Se só existisse o gnosticismo
na sociedade ocidental, o movimento em direção à esquerda seria irresistível
por pertencer à lógica da imanentizaçâo, já tendo-se consumado há muito tempo.
No entanto, o fato é que as grandes revoluções ocidentais do passado, após sua
lógica guinada para a esquerda, retornaram a uma ordem pública que refletia o
equilíbrio das forças sociais no momento, juntamente com seus interesses
econômicos e tradições civilizacionais.
O receio ou a esperança,
dependendo do caso, de que as revoluções ”parciais” do passado serão seguidas
pela revolução ”radical” e pelo estabelecimento do reino final baseia-se na premissa
de que as tradições da sociedade ocidental estão agora suficientemente
arruinadas e que as famosas massas estão prontas para dar o bote fatal.
........
» **INSTRUÇÃO DADA**
De acordo com o texto sobre o gnosticismo, a que as grandes revoluções ocidentais do passado retornaram após sua guinada para a esquerda?

» **DADOS FORNECIDOS**
........
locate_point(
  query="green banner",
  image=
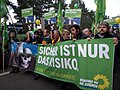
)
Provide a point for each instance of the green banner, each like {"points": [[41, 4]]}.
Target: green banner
{"points": [[73, 13], [27, 12], [49, 15], [88, 64]]}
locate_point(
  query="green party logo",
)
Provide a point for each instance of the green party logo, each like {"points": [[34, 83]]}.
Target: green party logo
{"points": [[103, 81]]}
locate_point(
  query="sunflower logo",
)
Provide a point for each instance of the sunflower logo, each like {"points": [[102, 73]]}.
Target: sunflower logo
{"points": [[103, 81]]}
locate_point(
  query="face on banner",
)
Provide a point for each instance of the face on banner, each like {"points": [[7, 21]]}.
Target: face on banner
{"points": [[26, 58]]}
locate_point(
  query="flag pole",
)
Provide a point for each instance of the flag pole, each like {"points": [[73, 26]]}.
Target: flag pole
{"points": [[3, 42]]}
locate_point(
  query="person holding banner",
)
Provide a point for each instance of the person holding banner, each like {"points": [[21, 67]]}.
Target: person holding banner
{"points": [[104, 32], [47, 39], [76, 32], [65, 35], [12, 46], [56, 37]]}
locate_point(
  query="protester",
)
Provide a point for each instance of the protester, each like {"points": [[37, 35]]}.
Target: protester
{"points": [[104, 32], [47, 39], [65, 35], [12, 46], [88, 33], [37, 39], [28, 38], [76, 32], [56, 37]]}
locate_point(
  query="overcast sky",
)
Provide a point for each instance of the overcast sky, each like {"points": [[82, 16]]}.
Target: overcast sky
{"points": [[112, 6]]}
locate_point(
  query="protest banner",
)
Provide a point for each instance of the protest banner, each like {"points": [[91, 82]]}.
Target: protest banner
{"points": [[88, 64]]}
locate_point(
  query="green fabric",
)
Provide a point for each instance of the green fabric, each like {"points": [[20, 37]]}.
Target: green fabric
{"points": [[3, 8], [100, 10], [88, 64], [59, 18]]}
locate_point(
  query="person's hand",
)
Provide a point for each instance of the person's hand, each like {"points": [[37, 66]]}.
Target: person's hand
{"points": [[88, 38], [115, 40]]}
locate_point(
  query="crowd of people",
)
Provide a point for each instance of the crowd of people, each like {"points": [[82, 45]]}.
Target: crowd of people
{"points": [[52, 37]]}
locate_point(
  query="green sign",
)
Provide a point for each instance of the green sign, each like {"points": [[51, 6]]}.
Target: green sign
{"points": [[27, 12], [88, 64], [110, 21], [49, 15], [73, 13], [3, 8]]}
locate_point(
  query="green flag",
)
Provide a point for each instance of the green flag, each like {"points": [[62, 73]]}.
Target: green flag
{"points": [[59, 18], [100, 10], [100, 14], [3, 8]]}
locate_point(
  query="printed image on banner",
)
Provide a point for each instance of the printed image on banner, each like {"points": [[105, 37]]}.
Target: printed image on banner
{"points": [[88, 64], [72, 16], [27, 56], [50, 17]]}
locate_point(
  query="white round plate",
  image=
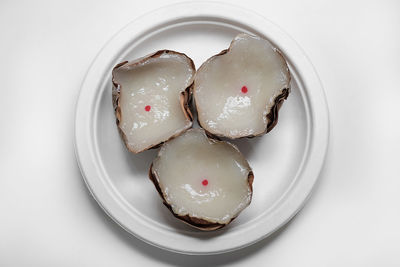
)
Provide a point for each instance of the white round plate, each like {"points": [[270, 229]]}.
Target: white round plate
{"points": [[286, 162]]}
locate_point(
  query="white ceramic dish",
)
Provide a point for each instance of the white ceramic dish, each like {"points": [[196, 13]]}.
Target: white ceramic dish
{"points": [[286, 162]]}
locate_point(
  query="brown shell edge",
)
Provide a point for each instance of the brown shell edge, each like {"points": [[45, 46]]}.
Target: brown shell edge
{"points": [[272, 115], [184, 98], [195, 222]]}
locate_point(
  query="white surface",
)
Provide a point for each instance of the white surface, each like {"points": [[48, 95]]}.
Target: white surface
{"points": [[286, 162], [47, 216]]}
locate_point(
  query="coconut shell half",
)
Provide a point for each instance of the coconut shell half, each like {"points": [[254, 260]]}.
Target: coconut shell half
{"points": [[192, 172], [238, 92], [151, 96]]}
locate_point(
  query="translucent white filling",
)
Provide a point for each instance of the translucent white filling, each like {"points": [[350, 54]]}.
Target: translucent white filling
{"points": [[186, 162], [235, 91], [150, 99]]}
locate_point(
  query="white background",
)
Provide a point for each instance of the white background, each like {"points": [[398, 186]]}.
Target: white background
{"points": [[47, 217]]}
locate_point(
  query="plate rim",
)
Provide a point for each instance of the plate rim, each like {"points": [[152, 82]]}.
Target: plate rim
{"points": [[106, 57]]}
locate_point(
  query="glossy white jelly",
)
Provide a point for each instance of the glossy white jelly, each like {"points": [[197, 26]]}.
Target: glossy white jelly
{"points": [[150, 99], [235, 91], [203, 178]]}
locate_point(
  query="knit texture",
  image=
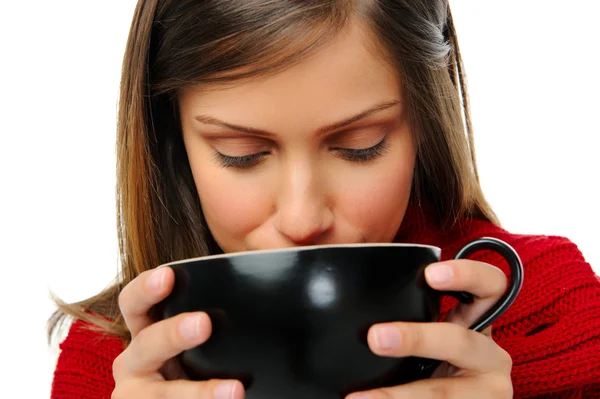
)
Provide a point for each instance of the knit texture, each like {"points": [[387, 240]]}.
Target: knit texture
{"points": [[552, 331]]}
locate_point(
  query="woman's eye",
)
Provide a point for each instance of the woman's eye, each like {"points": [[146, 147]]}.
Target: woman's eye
{"points": [[362, 154], [245, 161]]}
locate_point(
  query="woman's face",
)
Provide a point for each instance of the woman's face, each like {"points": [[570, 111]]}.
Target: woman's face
{"points": [[321, 153]]}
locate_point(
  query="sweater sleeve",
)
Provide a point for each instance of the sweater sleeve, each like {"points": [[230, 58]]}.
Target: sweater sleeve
{"points": [[553, 335], [84, 366]]}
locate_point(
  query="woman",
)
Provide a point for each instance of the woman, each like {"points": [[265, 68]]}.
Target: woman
{"points": [[247, 125]]}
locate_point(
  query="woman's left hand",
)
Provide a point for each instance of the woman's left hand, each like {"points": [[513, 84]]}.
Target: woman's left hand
{"points": [[474, 365]]}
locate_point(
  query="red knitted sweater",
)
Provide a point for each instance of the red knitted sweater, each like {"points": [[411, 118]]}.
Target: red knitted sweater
{"points": [[552, 331]]}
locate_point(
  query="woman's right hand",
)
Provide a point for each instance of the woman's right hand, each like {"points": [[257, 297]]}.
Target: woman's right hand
{"points": [[137, 369]]}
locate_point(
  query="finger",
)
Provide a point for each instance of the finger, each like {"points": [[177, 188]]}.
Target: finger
{"points": [[487, 283], [455, 344], [182, 389], [161, 341], [492, 387], [143, 292]]}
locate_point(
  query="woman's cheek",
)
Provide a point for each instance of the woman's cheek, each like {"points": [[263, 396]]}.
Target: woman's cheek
{"points": [[377, 201], [233, 205]]}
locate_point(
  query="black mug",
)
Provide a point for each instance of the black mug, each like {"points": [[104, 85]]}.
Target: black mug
{"points": [[292, 323]]}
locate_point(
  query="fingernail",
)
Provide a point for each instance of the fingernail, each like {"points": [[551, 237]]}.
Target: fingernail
{"points": [[360, 395], [225, 390], [439, 274], [189, 327], [156, 279], [387, 337]]}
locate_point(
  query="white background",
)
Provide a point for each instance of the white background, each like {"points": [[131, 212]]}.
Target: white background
{"points": [[533, 76]]}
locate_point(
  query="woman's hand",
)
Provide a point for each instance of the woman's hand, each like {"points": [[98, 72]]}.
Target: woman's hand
{"points": [[137, 369], [475, 366]]}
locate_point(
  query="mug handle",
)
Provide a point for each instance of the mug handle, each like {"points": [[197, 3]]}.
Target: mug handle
{"points": [[515, 284], [427, 366]]}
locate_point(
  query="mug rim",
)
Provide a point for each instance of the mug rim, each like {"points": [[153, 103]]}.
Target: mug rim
{"points": [[305, 248]]}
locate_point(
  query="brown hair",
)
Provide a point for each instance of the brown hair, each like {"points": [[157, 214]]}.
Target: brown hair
{"points": [[176, 43]]}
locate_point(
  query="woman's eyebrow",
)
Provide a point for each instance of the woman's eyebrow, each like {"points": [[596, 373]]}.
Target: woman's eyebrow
{"points": [[209, 120]]}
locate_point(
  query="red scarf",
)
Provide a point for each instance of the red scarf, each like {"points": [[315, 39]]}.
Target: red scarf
{"points": [[552, 331]]}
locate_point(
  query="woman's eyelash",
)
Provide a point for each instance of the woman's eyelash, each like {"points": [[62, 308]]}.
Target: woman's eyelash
{"points": [[361, 155], [245, 161]]}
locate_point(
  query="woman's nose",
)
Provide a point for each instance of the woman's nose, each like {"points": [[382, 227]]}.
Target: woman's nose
{"points": [[303, 213]]}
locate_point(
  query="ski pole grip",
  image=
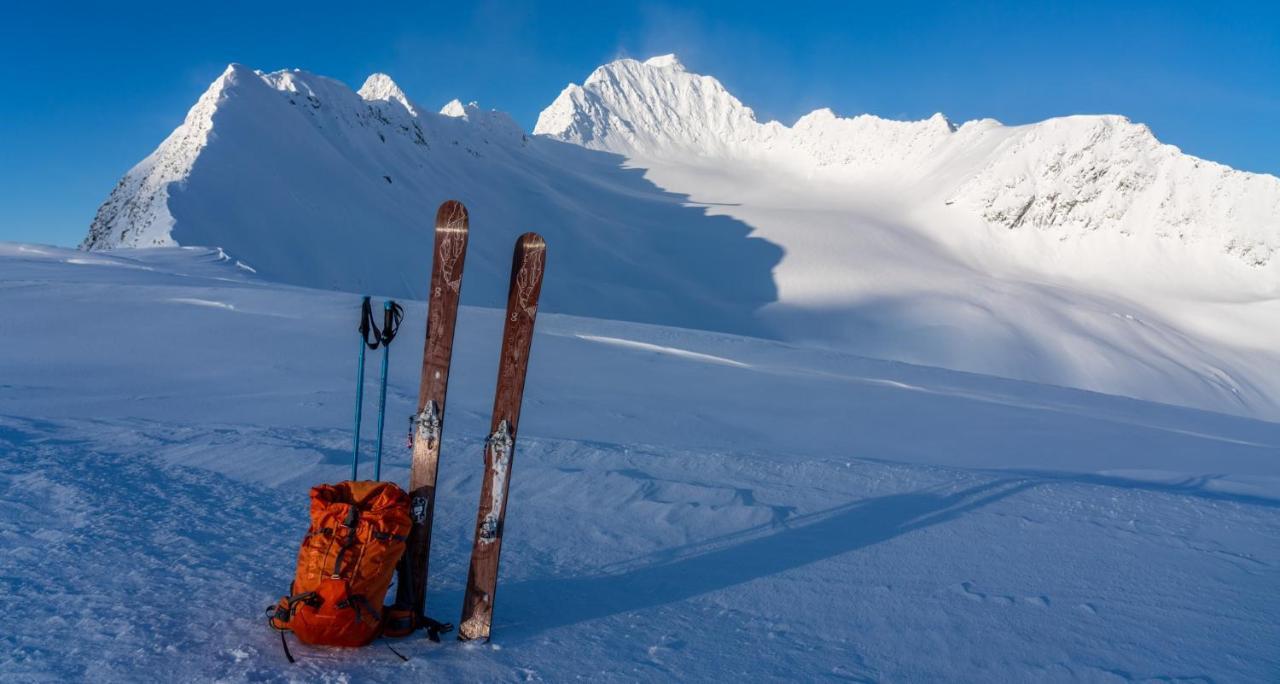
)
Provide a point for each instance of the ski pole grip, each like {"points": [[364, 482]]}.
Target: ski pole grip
{"points": [[388, 320]]}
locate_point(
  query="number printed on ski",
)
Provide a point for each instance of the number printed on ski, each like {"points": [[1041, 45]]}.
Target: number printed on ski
{"points": [[428, 424], [526, 283]]}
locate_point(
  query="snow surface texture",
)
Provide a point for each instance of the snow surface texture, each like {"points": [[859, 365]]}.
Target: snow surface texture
{"points": [[685, 505], [1078, 251]]}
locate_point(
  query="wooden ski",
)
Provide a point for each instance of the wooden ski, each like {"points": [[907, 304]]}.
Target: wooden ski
{"points": [[428, 424], [526, 282]]}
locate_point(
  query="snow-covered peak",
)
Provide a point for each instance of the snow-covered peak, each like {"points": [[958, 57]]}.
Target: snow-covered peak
{"points": [[284, 123], [379, 87], [652, 108], [664, 62], [455, 109], [489, 121]]}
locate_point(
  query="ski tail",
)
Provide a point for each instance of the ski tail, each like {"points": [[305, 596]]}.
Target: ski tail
{"points": [[526, 283]]}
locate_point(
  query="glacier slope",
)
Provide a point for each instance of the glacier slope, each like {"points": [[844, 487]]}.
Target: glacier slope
{"points": [[1078, 251], [688, 505]]}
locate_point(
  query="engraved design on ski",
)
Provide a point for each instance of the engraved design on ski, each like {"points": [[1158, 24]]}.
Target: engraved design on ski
{"points": [[451, 249], [526, 281], [428, 424], [499, 455]]}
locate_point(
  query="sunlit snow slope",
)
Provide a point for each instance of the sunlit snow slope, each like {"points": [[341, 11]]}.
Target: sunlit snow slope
{"points": [[685, 505], [1078, 251]]}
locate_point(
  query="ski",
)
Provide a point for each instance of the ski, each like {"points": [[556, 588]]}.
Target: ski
{"points": [[526, 283], [428, 424]]}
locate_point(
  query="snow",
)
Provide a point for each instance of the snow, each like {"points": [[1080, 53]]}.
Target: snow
{"points": [[1078, 251], [850, 399], [685, 505]]}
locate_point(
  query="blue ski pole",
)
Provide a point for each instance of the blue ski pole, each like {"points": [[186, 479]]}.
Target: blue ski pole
{"points": [[366, 319], [392, 317]]}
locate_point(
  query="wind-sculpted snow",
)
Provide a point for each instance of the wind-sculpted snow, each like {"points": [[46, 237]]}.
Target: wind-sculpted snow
{"points": [[1078, 251], [685, 506], [1065, 176], [311, 183]]}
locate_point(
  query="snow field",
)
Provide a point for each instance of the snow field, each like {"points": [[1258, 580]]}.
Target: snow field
{"points": [[685, 505]]}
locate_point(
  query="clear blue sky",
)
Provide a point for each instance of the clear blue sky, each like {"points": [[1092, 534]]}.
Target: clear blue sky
{"points": [[87, 91]]}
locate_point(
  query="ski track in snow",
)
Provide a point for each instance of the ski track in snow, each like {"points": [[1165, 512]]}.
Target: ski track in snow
{"points": [[787, 515]]}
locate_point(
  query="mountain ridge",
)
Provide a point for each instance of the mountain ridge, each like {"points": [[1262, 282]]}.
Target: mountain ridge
{"points": [[1027, 252]]}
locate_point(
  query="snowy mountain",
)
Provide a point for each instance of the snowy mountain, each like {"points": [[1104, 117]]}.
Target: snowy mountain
{"points": [[1078, 251], [1065, 177]]}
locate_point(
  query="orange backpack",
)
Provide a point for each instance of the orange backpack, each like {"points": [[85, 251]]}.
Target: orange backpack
{"points": [[346, 564]]}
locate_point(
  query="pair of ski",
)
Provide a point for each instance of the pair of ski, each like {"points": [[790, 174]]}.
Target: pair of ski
{"points": [[428, 424]]}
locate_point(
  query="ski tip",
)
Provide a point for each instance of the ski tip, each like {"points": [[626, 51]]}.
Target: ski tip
{"points": [[452, 215], [530, 241]]}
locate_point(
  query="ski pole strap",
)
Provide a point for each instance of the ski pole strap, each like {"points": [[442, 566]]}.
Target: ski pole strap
{"points": [[392, 317], [368, 328]]}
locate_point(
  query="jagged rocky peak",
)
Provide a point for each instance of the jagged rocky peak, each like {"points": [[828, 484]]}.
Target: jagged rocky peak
{"points": [[498, 123], [379, 87]]}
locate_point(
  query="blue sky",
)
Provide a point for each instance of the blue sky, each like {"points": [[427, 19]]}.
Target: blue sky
{"points": [[87, 91]]}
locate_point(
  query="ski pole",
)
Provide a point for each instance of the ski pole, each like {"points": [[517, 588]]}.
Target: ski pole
{"points": [[366, 325], [392, 315]]}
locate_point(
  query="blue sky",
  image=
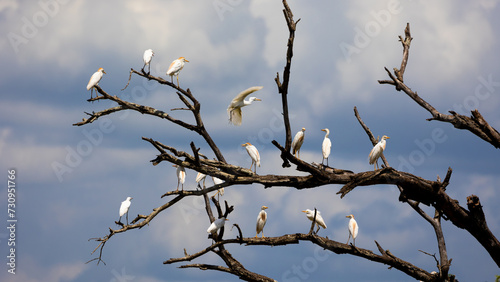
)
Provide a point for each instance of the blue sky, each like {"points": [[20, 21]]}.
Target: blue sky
{"points": [[51, 48]]}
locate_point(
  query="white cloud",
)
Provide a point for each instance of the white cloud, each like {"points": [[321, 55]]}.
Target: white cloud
{"points": [[32, 271]]}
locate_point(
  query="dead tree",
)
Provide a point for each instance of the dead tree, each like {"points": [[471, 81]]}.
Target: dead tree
{"points": [[414, 190]]}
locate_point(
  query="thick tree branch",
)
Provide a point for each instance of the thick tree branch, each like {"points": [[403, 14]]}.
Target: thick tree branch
{"points": [[475, 124], [283, 86], [435, 195], [386, 256]]}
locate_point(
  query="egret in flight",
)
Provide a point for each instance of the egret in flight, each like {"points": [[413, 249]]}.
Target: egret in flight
{"points": [[353, 229], [94, 80], [326, 146], [148, 55], [254, 154], [377, 152], [297, 142], [181, 176], [234, 109], [261, 221], [124, 208], [319, 218], [176, 67]]}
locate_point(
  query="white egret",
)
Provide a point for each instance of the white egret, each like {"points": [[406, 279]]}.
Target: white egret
{"points": [[319, 219], [326, 146], [181, 176], [254, 154], [297, 142], [353, 229], [234, 109], [216, 225], [124, 208], [199, 177], [94, 80], [261, 221], [176, 67], [218, 181], [377, 152], [148, 55]]}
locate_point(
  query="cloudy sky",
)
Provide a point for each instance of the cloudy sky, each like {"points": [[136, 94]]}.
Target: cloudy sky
{"points": [[71, 180]]}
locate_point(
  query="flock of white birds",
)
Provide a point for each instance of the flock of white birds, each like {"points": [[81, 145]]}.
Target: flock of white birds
{"points": [[235, 117]]}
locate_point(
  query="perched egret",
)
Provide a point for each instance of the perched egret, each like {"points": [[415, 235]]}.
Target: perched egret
{"points": [[148, 55], [297, 142], [261, 221], [234, 109], [94, 80], [218, 181], [124, 208], [319, 218], [216, 225], [176, 67], [353, 229], [377, 151], [199, 177], [181, 176], [254, 154], [327, 146]]}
........
» **TAREFA CONCLUÍDA**
Elas retornaram a uma ordem pública que refletia o equilíbrio das forças sociais no momento, juntamente com seus interesses econômicos e tradições civilizacionais.